### GOAL A
Pull out every line of the records that contains the string "text", and copy those lines.
** Start of DOCUMENT SECTION **
The Brewers are coming off a winter in where they their first baseman Prince Fielder to free agency, and their right fielder Cory Hart will be out for the first month or so. Still they signed Aramis Ramirez away from the Cubs to play third base, and they still have a very good pitching staff. Plus they play so well at home, it is hard to count them out despite losing a couple of big bats. Oh and you know who, won his drug violation appeal on some technicality. Basically what this means is that he is allowed to freely do steroids throughout the year. Hmmm, I wonder who that is?

The Reds made some good improvements over the winter. They traded Edison Volquez and a bunch of prospects, for starter Matt Latos. They also improved their bullpen by signing closer Ryan Madsen. They still have a strong lineup, and should have some improved pitching.

The rest of the division doesn’t figure to be involved in the divisional race. The way the Pirates played last season before they went into the toilet, was commendable. However they are nowhere near competitive. And as for the Cubs and Astros? Well if there is one fan base I feel sorry for it’s Cubs fans. They have a new manager, and GM, and are trying to rebuild. The Astros will enter their final season in the NL Central. Starting in 2013 they will move to the American League West. The only bright spot for the Astros, is they can’t finish any worse than losing 106 games last year.
** End of DOCUMENT SECTION **
** Start of MATERIAL FOR THIS TASK **
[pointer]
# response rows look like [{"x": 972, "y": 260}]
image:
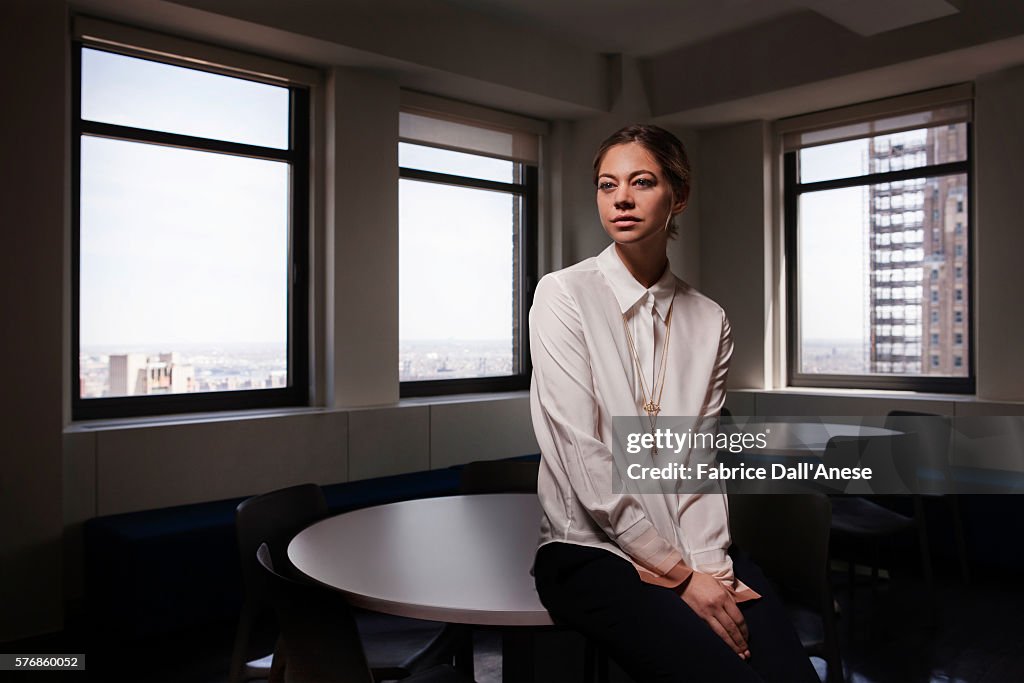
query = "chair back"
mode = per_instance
[
  {"x": 320, "y": 642},
  {"x": 273, "y": 518},
  {"x": 499, "y": 476},
  {"x": 786, "y": 535},
  {"x": 925, "y": 463}
]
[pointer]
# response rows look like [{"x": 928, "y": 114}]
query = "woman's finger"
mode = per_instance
[
  {"x": 720, "y": 629},
  {"x": 732, "y": 609}
]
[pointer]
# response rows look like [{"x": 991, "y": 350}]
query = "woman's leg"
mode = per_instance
[
  {"x": 649, "y": 631},
  {"x": 775, "y": 650}
]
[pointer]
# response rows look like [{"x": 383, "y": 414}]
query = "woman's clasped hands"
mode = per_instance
[{"x": 716, "y": 605}]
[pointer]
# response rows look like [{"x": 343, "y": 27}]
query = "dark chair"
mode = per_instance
[
  {"x": 499, "y": 476},
  {"x": 858, "y": 521},
  {"x": 396, "y": 646},
  {"x": 786, "y": 535},
  {"x": 320, "y": 640},
  {"x": 931, "y": 459}
]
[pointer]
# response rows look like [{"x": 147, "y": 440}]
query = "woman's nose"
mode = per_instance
[{"x": 624, "y": 199}]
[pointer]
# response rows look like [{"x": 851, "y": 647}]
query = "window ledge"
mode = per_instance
[
  {"x": 879, "y": 393},
  {"x": 237, "y": 416}
]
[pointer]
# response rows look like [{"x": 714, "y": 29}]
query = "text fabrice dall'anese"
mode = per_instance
[
  {"x": 666, "y": 439},
  {"x": 705, "y": 471}
]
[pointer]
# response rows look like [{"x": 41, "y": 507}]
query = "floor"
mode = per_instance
[{"x": 975, "y": 634}]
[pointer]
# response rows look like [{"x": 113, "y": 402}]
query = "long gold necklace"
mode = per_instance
[{"x": 648, "y": 403}]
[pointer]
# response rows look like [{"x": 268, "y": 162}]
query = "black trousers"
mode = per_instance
[{"x": 652, "y": 634}]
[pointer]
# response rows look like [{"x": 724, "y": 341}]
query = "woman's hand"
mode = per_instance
[{"x": 715, "y": 604}]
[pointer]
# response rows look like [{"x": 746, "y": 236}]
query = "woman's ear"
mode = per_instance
[{"x": 680, "y": 204}]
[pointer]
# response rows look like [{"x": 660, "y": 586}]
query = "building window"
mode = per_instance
[
  {"x": 857, "y": 210},
  {"x": 190, "y": 187},
  {"x": 467, "y": 255}
]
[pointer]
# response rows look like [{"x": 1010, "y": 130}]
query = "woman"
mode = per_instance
[{"x": 649, "y": 578}]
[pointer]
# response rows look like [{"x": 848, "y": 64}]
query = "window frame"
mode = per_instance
[
  {"x": 298, "y": 156},
  {"x": 526, "y": 188},
  {"x": 792, "y": 189}
]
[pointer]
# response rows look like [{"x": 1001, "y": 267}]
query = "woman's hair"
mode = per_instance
[{"x": 667, "y": 150}]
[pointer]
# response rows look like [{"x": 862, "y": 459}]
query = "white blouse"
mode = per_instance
[{"x": 585, "y": 374}]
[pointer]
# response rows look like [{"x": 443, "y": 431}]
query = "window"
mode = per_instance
[
  {"x": 189, "y": 235},
  {"x": 862, "y": 188},
  {"x": 467, "y": 254}
]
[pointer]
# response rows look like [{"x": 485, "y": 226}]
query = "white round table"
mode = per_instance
[{"x": 461, "y": 559}]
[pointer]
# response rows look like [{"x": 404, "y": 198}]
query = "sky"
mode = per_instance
[
  {"x": 188, "y": 247},
  {"x": 183, "y": 247}
]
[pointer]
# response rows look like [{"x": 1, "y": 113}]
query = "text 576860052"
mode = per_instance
[{"x": 42, "y": 663}]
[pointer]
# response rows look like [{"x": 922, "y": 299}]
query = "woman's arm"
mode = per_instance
[{"x": 565, "y": 419}]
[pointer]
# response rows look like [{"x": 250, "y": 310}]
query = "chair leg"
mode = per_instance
[
  {"x": 279, "y": 664},
  {"x": 237, "y": 673},
  {"x": 926, "y": 554},
  {"x": 958, "y": 531},
  {"x": 834, "y": 660},
  {"x": 589, "y": 659}
]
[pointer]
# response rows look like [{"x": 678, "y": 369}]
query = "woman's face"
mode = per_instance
[{"x": 633, "y": 197}]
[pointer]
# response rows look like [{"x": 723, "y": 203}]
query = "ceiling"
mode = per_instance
[{"x": 653, "y": 27}]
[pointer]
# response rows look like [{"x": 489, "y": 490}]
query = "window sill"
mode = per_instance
[
  {"x": 878, "y": 393},
  {"x": 237, "y": 416}
]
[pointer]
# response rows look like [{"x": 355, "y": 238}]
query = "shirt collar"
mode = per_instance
[{"x": 628, "y": 291}]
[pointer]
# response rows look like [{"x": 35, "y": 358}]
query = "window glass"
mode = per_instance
[
  {"x": 457, "y": 282},
  {"x": 141, "y": 93},
  {"x": 203, "y": 280},
  {"x": 456, "y": 163},
  {"x": 185, "y": 255},
  {"x": 861, "y": 257},
  {"x": 882, "y": 154}
]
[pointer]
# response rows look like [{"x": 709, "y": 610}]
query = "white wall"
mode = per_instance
** End of MATERIAL FOR THIS TASK **
### GOAL B
Put this sentence from the baseball post into Spanish: "They also improved their bullpen by signing closer Ryan Madsen."

### WRITTEN RESPONSE A
query = "text fabrice dall'anese"
query = "text 576860052"

### WRITTEN RESPONSE B
También mejoraron su bullpen al fichar al cerrador Ryan Madsen.